━━━ PASSAGE
Readers of AA are very familiar with the dramatic differences in limb length among the anole ecomorphs, but we don’t yet know which genomic regions are involved in the evolution of anole limb length. Carlos Infante, currently a postdoc in Doug Menke’s lab at the University of Georgia, presented a talk on his work to identify enhancers (short regions of DNA where proteins bind to enhance the transcription of a gene) that are associated with anole limb development.
Carlos first described a series of previous studies that did not find differences in the proteins expressed in the limbs of different anole species, suggesting that the differences in limb length are likely controlled by differences in gene regulation. However, examining a series of enhancer regions that were identified from previous work in mice also did not reveal differences in sequence variation that were correlated with limb length.
━━━━━━
> _TASKS TO PERFORM_:
1) Summarize the anole limb passage in two sentences.
2) Return the portion of the anole limb passage running from "Carlos first described" down to "with limb length.", copied word for word.
━━━ DATA
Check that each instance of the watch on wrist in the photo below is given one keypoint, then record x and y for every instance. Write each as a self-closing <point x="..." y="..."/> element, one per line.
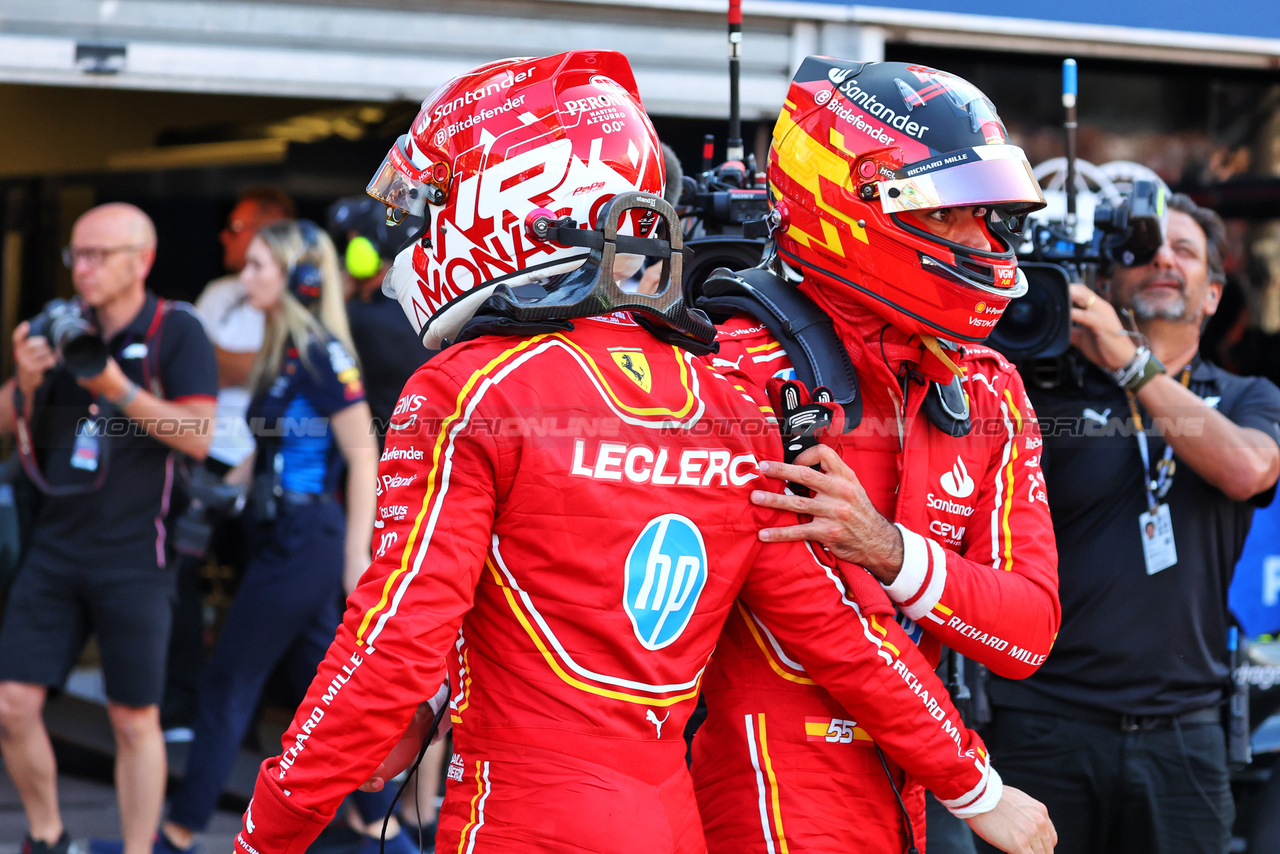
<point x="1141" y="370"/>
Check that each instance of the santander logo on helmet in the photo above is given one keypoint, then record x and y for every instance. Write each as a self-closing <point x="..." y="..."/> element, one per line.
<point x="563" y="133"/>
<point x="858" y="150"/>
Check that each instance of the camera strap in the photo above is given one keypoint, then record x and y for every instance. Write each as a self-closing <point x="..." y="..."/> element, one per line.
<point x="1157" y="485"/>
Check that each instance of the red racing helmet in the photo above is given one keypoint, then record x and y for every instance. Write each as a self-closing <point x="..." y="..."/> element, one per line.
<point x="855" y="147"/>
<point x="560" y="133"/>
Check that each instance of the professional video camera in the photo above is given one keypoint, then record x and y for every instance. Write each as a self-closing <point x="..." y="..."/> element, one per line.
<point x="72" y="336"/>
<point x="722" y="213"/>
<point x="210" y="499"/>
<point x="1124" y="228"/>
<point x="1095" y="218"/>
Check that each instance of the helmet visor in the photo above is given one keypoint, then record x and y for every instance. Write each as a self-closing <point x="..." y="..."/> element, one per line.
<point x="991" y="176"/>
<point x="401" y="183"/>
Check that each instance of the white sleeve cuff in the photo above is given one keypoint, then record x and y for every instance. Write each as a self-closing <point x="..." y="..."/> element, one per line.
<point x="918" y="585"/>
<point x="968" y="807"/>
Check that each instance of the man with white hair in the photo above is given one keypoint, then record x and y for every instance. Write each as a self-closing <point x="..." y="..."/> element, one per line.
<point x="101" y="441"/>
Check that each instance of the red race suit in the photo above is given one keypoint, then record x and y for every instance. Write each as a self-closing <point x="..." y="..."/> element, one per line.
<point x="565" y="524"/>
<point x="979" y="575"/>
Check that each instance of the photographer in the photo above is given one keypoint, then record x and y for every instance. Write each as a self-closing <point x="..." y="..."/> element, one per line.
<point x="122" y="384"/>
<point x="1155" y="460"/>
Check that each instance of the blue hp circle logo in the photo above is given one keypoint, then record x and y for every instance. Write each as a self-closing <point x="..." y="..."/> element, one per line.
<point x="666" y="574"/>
━━━━━━
> _RESPONSE LIST_:
1) The genomic regions involved in the evolution of anole limb length are not yet known, and Carlos Infante, a postdoc in Doug Menke's lab at the University of Georgia, presented a talk on his work to identify enhancers associated with anole limb development. Previous studies found no differences in the proteins expressed in the limbs of different anole species, which suggests that gene regulation likely controls limb length differences, but enhancer regions identified in earlier mouse work also showed no sequence variation correlated with limb length.

2)
Carlos first described a series of previous studies that did not find differences in the proteins expressed in the limbs of different anole species, suggesting that the differences in limb length are likely controlled by differences in gene regulation. However, examining a series of enhancer regions that were identified from previous work in mice also did not reveal differences in sequence variation that were correlated with limb length.